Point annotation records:
::::
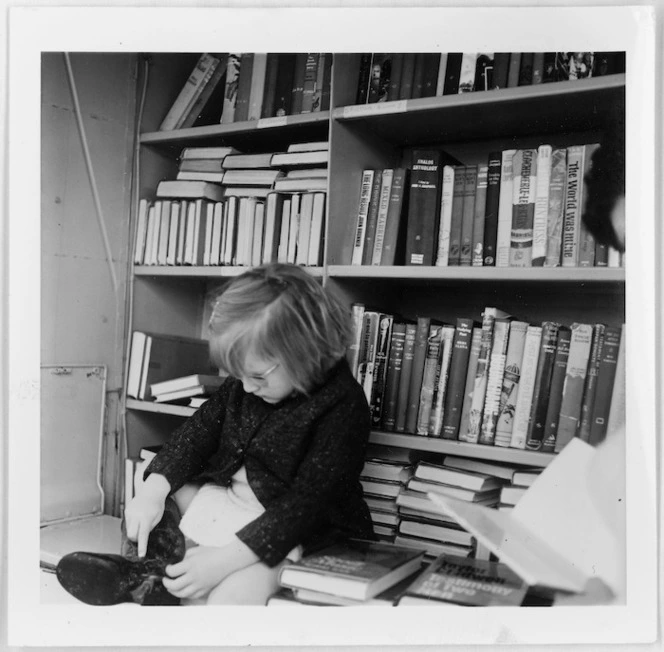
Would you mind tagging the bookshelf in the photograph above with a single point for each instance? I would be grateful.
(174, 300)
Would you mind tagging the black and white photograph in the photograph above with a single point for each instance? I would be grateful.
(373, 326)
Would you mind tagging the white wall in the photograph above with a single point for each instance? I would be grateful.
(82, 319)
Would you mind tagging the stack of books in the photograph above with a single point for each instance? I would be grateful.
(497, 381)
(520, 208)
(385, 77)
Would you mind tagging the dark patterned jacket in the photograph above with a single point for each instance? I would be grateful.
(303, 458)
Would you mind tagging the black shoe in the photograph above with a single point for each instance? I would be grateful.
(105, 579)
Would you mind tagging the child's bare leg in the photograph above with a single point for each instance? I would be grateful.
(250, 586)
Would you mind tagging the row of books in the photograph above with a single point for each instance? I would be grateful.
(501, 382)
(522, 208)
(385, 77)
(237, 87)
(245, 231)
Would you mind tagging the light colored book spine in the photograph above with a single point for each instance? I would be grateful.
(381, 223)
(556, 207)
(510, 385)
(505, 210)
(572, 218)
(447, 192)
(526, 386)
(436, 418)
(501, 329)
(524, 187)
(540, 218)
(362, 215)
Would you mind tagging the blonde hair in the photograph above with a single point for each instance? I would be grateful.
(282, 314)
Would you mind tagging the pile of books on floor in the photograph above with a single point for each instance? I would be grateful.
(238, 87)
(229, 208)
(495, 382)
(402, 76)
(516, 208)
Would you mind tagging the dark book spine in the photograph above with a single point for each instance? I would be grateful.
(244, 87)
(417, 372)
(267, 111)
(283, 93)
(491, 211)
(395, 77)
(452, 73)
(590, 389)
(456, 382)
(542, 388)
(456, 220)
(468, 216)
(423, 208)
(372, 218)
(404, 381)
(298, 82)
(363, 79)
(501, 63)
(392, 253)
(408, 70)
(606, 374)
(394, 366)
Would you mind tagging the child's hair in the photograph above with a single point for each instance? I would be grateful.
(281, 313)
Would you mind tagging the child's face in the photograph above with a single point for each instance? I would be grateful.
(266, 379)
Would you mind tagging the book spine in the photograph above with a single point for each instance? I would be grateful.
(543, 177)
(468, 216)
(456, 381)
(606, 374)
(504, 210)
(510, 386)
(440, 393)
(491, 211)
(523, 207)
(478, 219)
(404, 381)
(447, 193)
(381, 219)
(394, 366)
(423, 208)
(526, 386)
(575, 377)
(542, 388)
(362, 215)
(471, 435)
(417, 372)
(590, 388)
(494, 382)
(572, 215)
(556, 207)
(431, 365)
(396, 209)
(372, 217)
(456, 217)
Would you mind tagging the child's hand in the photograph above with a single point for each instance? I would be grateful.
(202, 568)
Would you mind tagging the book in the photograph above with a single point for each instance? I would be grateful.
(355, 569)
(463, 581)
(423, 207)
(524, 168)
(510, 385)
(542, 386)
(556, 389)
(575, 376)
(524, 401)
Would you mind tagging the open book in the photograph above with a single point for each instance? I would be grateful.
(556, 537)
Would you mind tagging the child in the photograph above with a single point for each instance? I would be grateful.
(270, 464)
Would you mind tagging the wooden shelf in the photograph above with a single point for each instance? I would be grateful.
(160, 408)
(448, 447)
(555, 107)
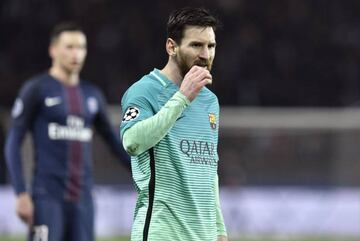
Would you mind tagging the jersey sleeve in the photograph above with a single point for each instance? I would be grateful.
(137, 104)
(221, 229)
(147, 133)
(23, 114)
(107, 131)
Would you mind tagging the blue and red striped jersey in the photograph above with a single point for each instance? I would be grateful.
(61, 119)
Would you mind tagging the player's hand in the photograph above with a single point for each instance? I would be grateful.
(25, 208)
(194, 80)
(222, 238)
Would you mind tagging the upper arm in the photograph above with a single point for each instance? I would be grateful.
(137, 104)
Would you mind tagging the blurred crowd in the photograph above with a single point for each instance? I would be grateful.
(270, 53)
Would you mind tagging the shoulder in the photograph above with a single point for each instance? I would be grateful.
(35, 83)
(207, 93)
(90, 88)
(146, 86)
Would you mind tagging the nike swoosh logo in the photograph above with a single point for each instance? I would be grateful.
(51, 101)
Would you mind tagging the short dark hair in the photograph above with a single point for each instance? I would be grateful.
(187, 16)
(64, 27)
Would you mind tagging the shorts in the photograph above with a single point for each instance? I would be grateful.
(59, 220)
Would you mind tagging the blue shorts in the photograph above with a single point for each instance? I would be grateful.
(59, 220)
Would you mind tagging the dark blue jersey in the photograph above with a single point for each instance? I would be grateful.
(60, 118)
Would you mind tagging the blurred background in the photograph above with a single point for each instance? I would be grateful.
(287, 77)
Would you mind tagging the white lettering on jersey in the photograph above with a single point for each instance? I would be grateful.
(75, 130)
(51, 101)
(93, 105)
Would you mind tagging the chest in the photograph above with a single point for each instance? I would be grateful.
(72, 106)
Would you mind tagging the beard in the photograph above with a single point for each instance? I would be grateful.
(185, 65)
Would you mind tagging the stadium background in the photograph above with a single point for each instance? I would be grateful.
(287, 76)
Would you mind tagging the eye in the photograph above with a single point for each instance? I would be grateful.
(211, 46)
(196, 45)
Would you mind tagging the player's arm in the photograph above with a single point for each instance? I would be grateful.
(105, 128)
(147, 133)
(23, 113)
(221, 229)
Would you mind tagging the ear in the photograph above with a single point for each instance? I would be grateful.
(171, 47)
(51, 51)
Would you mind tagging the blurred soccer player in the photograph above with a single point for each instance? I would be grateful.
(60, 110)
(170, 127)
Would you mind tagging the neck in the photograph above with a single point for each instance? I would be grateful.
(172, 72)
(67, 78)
::::
### Exercise
Omit any images, then output the listing exactly.

### Complete output
Would you mind tagging the bookshelf in the photograph above with a single point for each instance? I would be grateful.
(174, 300)
Would you mind tagging the black and white photograph in the photograph above with a single point for each instance? I would be grateful.
(373, 326)
Would you mind tagging the white wall in the photograph above with a single point for each instance? I would be grateful.
(82, 319)
Would you mind tagging the stack of books in the photograph above with a single point for each instance? I would be grateful.
(497, 381)
(520, 208)
(385, 77)
Would you mind tagging the dark patterned jacket in the photograph above with a single point for each instance? I would be grateful.
(303, 458)
Would you mind tagging the black shoe in the photograph above with a single point for each instance? I would be grateful.
(105, 579)
Would you mind tagging the child's bare leg in the photograph above with a single point for each instance? I would be grateful.
(250, 586)
Would you mind tagging the row of books in the photograph above with a single point for each instance? I would be grateful.
(501, 382)
(522, 208)
(385, 77)
(237, 87)
(245, 231)
Would you mind tagging the light colored book spine in the photograph above with a single point for each instance? I would be grateful.
(381, 223)
(556, 207)
(510, 385)
(505, 210)
(572, 218)
(447, 192)
(526, 386)
(436, 418)
(501, 329)
(524, 187)
(540, 218)
(362, 215)
Would you mind tagging the blonde hair in the photograph above with a single point for each instance? I would be grateful.
(282, 314)
Would you mind tagging the pile of books on floor in the photograph above with a single point for each instance? I would be grateful.
(238, 87)
(229, 208)
(495, 382)
(402, 76)
(516, 208)
Would you mind tagging the dark book spine in the photograph above with a single point for each instance? I would be grateful.
(244, 87)
(417, 372)
(267, 111)
(283, 93)
(491, 211)
(395, 77)
(452, 73)
(590, 389)
(456, 382)
(542, 388)
(456, 220)
(468, 216)
(423, 208)
(372, 218)
(404, 381)
(298, 82)
(363, 79)
(501, 63)
(392, 253)
(408, 70)
(606, 374)
(394, 366)
Would you mind tagging the child's hair in the photograph above with a single point for each instance? I would be grateful.
(281, 313)
Would you mind tagging the child's face in the photograph above with a single point for each instance? I would be grateful.
(266, 379)
Would you mind tagging the book spine in the photograph above with a single point for each instance? I would be grateful.
(543, 177)
(468, 216)
(456, 381)
(606, 374)
(504, 210)
(510, 386)
(440, 393)
(491, 211)
(523, 207)
(478, 219)
(404, 381)
(447, 193)
(381, 219)
(394, 366)
(423, 208)
(526, 386)
(575, 377)
(542, 388)
(362, 215)
(471, 435)
(417, 372)
(590, 388)
(494, 382)
(572, 215)
(556, 207)
(431, 365)
(396, 209)
(372, 217)
(456, 217)
Would you mind tagging the child's hand in the photograph above with a single point for each instance? I would be grateful.
(202, 568)
Would you mind tagging the book in the photograph above with a single point for each instance? I would be grateful.
(355, 569)
(463, 581)
(423, 207)
(524, 168)
(510, 385)
(542, 386)
(556, 389)
(575, 376)
(524, 401)
Would you mind tagging the open book in the photograph above with a single point for each instance? I would be grateful.
(556, 537)
Would you mind tagging the child in the photograph above with a single point for each instance? I would be grateful.
(270, 464)
Would you mind tagging the wooden shelf in the photograph above with a single point for each instance? I would be grateful.
(160, 408)
(448, 447)
(555, 107)
Would you mind tagging the jersey sleeve in the photograph above with a single point for each instance? I would be grateful.
(137, 104)
(221, 229)
(147, 133)
(23, 114)
(107, 131)
Would you mind tagging the blue and red striped jersey in the photograph above with a single point for each instance? I would be grateful.
(61, 119)
Would you mind tagging the player's hand in the photograph above with a single point for each instance? I would be grateful.
(25, 208)
(194, 80)
(222, 238)
Would you mind tagging the upper arm in the photograph above with a single point for each instance? I would be grateful.
(137, 104)
Would you mind tagging the blurred crowd in the photograph above with a single point for each instance? I would be grateful.
(270, 53)
Would you mind tagging the shoulder in the photograph above with a single point for each instance? I would be grateful.
(35, 83)
(207, 93)
(90, 88)
(146, 86)
Would you mind tagging the nike swoosh logo in the photograph above with a single point for each instance? I would be grateful.
(51, 101)
Would you mind tagging the short dark hair in the photograph above with a single point for each instance? I would be grateful.
(187, 16)
(64, 27)
Would you mind tagging the shorts in the photograph above with a single point for each instance? I would be grateful.
(59, 220)
Would you mind tagging the blue shorts in the photograph above with a single point for each instance? I would be grateful.
(59, 220)
Would you mind tagging the dark blue jersey in the photograph above with a single point for each instance? I would be grateful.
(60, 118)
Would you mind tagging the blurred background in the photograph above with a single point for each instance? I would be grateful.
(287, 77)
Would you mind tagging the white lettering on jersey in the photograph above with a single point for each instance? I would be grateful.
(75, 130)
(51, 101)
(93, 105)
Would you mind tagging the chest in the photograph above with a single point for each instance? I would be grateful.
(72, 106)
Would you mind tagging the beard in the photograph above with a single point for each instance? I would be grateful.
(185, 65)
Would you mind tagging the stadium background in the photograph above with a single point for each instance? I would be grateful.
(287, 76)
Would you mind tagging the eye in the photograph above with a single point for each instance? I would be grateful.
(211, 46)
(196, 45)
Would you mind tagging the player's arm in the photograph above with a single point for each instance? I would be grateful.
(105, 128)
(147, 133)
(23, 113)
(221, 229)
Would you mind tagging the ear in the photograph above with a single point for each instance? I would be grateful.
(171, 47)
(51, 51)
Would you mind tagging the blurred soccer player in the photograph above with a single point for each instance? I would be grateful.
(60, 110)
(170, 127)
Would you mind tagging the neck in the photograph above with a single point for each instance? I would be grateful.
(172, 72)
(67, 78)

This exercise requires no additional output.